START Text passage

Also tested normally on aarch64-linux-gnu and x86_64-linux-gnu.
OK to install?

Richard


2017-07-03  Richard Sandiford  <richard.sandiford@linaro.org>

gcc/
	* tree-vect-loop.c (vect_analyze_loop_2): Treat min_scalar_loop_bound,
	min_profitable_iters, and th as inclusive lower bounds.
	Fix LOOP_VINFO_PEELING_FOR_GAPS condition.
	(vect_estimate_min_profitable_iters): Return inclusive lower bounds
	for min_profitable_iters and min_profitable_estimate.
	(vect_transform_loop): Treat th as an inclusive lower bound.
	* tree-vect-loop-manip.c (vect_loop_versioning): Likewise.

END Text passage
START Given data

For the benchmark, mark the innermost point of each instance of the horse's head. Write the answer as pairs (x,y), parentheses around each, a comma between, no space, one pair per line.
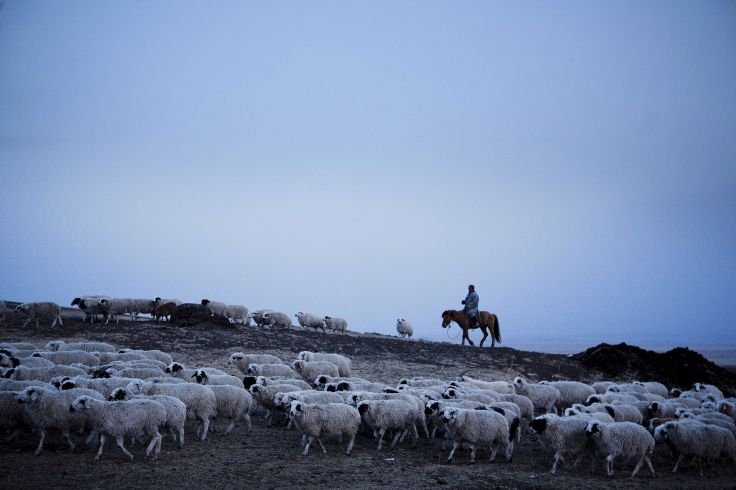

END Given data

_Required work:_
Name every function that the changelog entry gives in parentheses. The listing has no connection to the changelog entry.

_Exercise response:_
vect_analyze_loop_2, vect_estimate_min_profitable_iters, vect_transform_loop, vect_loop_versioning